> WHAT TO DO
Would you please copy every line from the records that contains the word "metal"?

Point localization data
####################

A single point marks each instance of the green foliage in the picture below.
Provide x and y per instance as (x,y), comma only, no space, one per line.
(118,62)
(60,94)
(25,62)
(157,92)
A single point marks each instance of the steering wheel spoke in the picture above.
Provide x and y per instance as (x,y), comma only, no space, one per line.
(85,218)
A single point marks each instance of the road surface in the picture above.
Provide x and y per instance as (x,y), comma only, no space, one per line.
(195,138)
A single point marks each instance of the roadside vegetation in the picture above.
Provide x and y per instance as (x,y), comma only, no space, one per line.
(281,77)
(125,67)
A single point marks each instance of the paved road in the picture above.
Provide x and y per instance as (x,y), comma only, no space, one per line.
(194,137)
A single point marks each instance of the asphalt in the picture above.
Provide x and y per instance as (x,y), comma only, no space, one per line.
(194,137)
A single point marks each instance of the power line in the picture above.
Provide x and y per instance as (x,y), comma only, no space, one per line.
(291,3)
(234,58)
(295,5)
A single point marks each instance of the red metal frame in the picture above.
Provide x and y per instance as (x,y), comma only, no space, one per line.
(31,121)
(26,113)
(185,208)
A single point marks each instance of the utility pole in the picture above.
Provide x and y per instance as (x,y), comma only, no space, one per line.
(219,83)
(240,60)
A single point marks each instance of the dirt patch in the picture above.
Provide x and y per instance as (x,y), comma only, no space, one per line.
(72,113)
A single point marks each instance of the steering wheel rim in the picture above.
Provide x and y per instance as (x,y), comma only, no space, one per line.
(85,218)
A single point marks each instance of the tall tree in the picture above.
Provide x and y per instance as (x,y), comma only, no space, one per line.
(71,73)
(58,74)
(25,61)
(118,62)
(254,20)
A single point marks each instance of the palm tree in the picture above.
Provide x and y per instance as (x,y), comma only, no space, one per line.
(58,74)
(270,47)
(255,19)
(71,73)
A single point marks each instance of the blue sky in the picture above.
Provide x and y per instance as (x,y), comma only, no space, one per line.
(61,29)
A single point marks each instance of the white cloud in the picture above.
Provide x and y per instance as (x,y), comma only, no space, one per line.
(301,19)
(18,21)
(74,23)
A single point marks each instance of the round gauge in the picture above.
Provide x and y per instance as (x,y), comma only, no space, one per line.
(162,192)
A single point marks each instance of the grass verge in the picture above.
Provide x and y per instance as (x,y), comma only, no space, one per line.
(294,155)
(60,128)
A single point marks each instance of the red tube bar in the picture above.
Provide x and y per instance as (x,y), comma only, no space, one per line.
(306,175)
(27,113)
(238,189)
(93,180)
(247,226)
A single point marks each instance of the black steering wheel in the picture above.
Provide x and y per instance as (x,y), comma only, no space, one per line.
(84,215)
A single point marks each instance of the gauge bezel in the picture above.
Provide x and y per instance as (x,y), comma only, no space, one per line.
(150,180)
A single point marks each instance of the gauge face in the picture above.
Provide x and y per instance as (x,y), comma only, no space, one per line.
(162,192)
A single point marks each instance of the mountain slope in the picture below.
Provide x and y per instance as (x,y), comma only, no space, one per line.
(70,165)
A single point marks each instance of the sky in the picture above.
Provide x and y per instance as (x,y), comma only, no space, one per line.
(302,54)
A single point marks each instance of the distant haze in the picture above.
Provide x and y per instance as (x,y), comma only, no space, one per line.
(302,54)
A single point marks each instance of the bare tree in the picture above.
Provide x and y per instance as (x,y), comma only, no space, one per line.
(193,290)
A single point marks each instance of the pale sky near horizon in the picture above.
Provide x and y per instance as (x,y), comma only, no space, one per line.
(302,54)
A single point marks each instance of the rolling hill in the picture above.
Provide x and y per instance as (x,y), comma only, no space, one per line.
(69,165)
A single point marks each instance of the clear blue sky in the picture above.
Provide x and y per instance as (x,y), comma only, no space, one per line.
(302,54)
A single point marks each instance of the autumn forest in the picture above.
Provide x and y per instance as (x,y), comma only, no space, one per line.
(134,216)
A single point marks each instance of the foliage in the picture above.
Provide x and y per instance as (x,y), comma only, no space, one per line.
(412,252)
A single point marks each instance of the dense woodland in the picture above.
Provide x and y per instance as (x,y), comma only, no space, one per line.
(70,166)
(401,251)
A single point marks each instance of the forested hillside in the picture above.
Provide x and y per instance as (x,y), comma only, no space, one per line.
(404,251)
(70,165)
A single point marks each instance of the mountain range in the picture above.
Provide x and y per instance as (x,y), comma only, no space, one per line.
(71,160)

####################

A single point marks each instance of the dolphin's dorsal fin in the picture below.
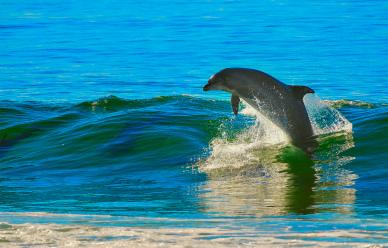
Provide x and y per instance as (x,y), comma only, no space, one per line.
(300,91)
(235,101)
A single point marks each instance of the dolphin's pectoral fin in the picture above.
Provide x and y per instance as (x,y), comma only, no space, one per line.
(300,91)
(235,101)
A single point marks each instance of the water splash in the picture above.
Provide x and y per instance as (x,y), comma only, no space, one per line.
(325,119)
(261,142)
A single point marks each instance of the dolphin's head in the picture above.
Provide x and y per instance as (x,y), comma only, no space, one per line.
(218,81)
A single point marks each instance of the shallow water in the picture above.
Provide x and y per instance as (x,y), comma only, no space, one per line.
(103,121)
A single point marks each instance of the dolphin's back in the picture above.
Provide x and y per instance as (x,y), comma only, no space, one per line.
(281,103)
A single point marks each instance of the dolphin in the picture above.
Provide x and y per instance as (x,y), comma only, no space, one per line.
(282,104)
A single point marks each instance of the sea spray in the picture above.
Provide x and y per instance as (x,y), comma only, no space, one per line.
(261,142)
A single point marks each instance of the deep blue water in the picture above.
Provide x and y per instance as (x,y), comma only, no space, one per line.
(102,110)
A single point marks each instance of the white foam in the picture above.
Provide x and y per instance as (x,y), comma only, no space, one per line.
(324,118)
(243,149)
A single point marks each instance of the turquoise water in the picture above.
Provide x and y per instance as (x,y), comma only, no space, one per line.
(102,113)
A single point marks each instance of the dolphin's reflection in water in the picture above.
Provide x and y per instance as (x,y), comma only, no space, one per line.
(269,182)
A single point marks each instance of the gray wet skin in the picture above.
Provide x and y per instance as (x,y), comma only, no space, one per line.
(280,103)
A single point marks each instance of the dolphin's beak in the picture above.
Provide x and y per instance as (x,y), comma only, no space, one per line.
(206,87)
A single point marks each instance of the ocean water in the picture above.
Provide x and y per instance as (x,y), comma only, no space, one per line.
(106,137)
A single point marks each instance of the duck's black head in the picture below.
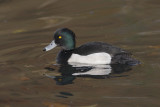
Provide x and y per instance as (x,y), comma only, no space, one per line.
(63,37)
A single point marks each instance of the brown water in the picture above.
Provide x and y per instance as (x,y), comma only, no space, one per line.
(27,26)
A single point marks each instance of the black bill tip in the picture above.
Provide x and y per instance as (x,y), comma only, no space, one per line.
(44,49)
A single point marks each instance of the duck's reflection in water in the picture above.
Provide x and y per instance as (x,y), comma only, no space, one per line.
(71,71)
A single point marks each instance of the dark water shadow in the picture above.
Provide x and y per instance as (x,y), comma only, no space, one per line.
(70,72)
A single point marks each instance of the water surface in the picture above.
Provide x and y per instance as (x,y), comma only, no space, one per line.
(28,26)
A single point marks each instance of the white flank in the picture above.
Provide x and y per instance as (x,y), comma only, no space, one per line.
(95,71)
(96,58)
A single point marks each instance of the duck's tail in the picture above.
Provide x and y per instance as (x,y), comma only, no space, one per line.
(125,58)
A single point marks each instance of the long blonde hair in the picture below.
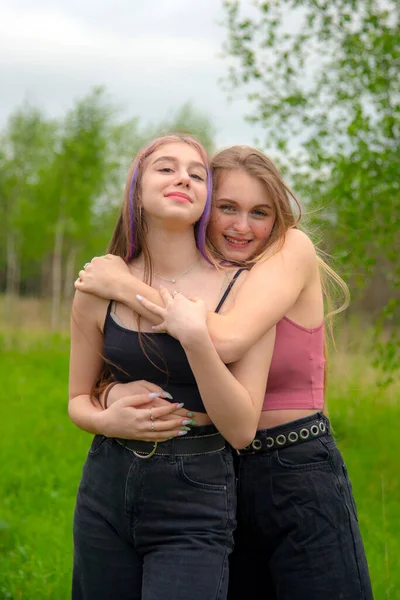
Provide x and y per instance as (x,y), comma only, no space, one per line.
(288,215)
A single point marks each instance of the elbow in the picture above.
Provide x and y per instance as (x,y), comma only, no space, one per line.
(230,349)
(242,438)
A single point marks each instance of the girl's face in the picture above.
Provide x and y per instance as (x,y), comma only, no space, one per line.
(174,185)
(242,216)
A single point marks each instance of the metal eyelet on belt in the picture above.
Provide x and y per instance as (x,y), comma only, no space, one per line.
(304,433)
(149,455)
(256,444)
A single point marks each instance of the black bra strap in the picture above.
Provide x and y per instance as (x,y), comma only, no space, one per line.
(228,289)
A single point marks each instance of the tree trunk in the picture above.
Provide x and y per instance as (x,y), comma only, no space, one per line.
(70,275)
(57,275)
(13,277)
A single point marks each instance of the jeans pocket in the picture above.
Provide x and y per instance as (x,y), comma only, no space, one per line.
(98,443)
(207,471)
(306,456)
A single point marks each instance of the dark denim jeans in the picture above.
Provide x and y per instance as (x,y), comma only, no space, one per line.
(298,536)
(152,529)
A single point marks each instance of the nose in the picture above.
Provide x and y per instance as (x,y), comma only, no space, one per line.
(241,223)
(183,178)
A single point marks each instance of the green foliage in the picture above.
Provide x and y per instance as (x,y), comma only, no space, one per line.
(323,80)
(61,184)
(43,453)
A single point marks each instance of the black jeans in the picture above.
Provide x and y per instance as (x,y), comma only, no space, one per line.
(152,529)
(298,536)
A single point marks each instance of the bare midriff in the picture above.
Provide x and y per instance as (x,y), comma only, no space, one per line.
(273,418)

####################

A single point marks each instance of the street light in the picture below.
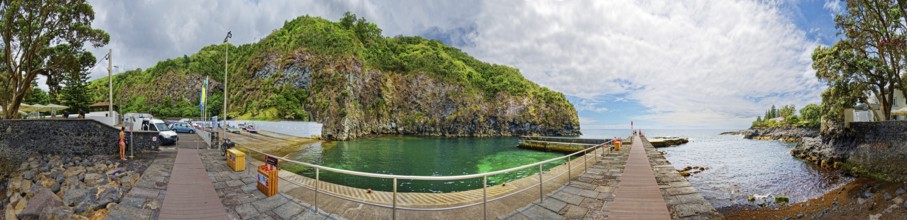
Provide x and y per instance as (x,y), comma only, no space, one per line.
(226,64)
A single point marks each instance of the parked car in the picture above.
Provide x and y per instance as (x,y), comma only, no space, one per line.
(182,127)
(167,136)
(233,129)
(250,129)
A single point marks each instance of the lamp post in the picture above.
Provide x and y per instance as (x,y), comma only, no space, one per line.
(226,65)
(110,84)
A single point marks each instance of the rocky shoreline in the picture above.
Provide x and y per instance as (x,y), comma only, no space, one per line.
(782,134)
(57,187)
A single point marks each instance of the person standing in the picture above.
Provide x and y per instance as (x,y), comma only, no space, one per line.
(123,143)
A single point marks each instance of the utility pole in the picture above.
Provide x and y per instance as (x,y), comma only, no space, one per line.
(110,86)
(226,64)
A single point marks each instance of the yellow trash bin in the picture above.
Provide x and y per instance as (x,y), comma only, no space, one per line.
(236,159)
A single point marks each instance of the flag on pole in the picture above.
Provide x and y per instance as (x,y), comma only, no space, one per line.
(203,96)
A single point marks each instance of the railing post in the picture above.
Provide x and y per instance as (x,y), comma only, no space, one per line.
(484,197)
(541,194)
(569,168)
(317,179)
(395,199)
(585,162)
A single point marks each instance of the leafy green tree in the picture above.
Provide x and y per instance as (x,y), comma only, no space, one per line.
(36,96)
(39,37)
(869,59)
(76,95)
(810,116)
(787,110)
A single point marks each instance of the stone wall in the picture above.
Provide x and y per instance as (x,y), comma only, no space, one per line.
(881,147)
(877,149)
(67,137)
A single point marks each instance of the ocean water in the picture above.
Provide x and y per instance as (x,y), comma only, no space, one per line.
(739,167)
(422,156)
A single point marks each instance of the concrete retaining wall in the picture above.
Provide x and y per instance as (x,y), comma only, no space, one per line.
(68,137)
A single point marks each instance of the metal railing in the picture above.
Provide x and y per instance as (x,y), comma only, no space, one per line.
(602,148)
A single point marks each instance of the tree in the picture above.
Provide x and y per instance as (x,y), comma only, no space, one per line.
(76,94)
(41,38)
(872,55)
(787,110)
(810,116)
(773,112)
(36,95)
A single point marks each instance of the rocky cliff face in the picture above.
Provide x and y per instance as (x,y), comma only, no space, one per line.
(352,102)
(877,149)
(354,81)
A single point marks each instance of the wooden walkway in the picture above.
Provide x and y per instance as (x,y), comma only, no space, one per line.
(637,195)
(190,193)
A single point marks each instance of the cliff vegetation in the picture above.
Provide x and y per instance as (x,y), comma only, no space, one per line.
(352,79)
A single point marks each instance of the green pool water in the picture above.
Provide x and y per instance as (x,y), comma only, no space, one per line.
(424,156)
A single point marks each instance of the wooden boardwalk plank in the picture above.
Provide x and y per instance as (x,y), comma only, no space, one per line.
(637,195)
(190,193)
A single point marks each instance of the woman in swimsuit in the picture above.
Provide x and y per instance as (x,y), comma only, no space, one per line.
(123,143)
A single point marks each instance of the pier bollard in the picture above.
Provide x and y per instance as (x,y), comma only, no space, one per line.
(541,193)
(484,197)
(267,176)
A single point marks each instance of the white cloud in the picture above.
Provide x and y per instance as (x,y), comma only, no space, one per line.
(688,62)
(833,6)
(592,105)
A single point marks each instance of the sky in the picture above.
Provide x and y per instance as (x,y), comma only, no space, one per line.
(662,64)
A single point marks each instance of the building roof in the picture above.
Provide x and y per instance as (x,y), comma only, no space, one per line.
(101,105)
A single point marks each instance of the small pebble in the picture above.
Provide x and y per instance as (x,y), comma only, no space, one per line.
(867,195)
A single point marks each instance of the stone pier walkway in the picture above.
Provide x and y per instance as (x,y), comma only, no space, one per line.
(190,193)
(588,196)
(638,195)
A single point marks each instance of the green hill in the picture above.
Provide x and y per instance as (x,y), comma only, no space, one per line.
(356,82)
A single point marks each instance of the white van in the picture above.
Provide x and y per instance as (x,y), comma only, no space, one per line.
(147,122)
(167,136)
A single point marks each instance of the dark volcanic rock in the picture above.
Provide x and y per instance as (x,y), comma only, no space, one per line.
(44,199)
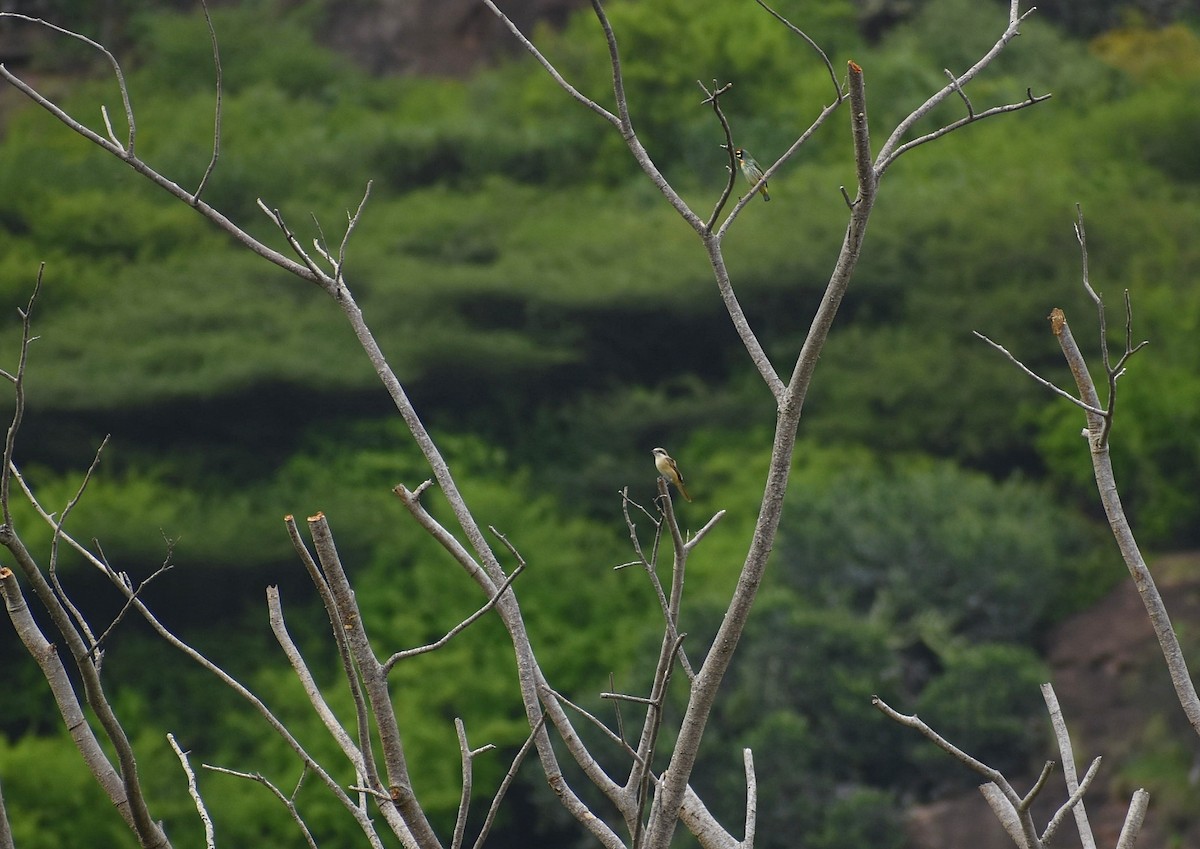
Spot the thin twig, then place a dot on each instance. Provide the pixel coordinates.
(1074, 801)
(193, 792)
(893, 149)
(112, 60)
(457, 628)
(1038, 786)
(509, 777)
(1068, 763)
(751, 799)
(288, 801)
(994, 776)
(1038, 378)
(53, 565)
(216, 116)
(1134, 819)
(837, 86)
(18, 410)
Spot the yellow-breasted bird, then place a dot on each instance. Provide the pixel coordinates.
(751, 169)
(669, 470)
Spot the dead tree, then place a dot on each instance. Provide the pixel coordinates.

####################

> WRITTEN REPLY
A single point marks each instance of the red metal frame in the picture above.
A single point marks each instance of the metal eyelet on belt in the picture above.
A single point marks each instance of the metal railing in the picture above.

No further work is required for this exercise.